Exercise prompt: Return every one of the rows below word for word, with nothing changed.

Supplied entries:
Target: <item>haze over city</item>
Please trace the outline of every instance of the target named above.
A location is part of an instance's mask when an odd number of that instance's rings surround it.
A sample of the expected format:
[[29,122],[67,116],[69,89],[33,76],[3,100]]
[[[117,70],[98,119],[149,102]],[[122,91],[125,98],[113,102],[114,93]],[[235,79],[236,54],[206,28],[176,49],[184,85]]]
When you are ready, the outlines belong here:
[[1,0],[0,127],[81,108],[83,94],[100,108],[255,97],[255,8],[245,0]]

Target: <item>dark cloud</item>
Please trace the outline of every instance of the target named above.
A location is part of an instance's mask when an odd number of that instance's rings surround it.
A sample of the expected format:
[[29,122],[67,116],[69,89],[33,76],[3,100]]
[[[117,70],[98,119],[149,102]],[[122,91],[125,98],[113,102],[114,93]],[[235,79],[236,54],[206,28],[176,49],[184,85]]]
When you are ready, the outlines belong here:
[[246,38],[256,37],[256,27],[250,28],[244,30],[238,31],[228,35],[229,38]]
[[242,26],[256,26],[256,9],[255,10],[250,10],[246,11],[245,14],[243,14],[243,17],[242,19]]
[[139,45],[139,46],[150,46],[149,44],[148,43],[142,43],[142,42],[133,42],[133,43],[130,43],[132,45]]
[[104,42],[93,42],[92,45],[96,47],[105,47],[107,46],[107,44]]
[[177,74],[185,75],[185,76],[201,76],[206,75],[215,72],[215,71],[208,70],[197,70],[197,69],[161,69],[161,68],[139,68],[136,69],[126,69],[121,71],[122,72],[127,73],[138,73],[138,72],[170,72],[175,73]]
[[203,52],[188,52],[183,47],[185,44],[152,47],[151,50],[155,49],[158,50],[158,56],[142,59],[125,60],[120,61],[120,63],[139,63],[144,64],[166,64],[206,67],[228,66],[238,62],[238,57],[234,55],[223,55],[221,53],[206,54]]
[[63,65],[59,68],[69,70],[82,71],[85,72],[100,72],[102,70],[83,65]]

The result:
Target: <item>haze over city</item>
Please trace the outline of every instance of the target named above.
A location is part of an instance's mask when an odd number of that instance's rings surround it.
A sample of the expected format:
[[29,122],[67,116],[69,89],[33,76],[3,100]]
[[[117,70],[98,119],[149,102]],[[122,91],[125,98],[113,102],[114,93]],[[235,79],[236,54],[206,28],[176,49],[184,85]]]
When you are ready, the outlines belong here:
[[1,0],[0,127],[81,108],[83,94],[100,108],[255,97],[255,8],[245,0]]

Target: <item>dark cloud</item>
Please trace the outline of every instance of the target named above.
A location is part of an instance's mask when an odd number of that instance's rings surround it.
A sample of the expected format:
[[29,122],[67,116],[69,89],[33,76],[3,100]]
[[[117,70],[98,119],[149,102]],[[122,91],[125,98],[113,102],[114,93]],[[235,79],[236,54],[206,28],[176,49],[184,85]]]
When you are ready, the outlines belong here:
[[246,38],[256,37],[256,27],[250,28],[244,30],[238,31],[228,35],[229,38]]
[[242,26],[256,26],[256,9],[255,10],[250,10],[246,11],[245,14],[243,14],[243,17],[242,19]]
[[139,45],[139,46],[150,46],[149,44],[148,43],[142,43],[142,42],[133,42],[133,43],[130,43],[132,45]]
[[104,42],[93,42],[92,45],[96,47],[105,47],[107,46],[107,44]]
[[177,74],[185,75],[185,76],[201,76],[206,75],[215,72],[215,71],[208,70],[197,70],[197,69],[161,69],[161,68],[139,68],[136,69],[126,69],[121,71],[122,72],[127,73],[138,73],[138,72],[170,72],[175,73]]
[[203,52],[188,52],[183,47],[185,44],[152,47],[151,50],[155,49],[158,50],[158,56],[142,59],[125,60],[120,61],[120,63],[139,63],[144,64],[166,64],[206,67],[228,66],[238,62],[238,57],[234,55],[223,55],[221,53],[206,54]]
[[63,65],[59,68],[69,70],[82,71],[85,72],[100,72],[102,70],[83,65]]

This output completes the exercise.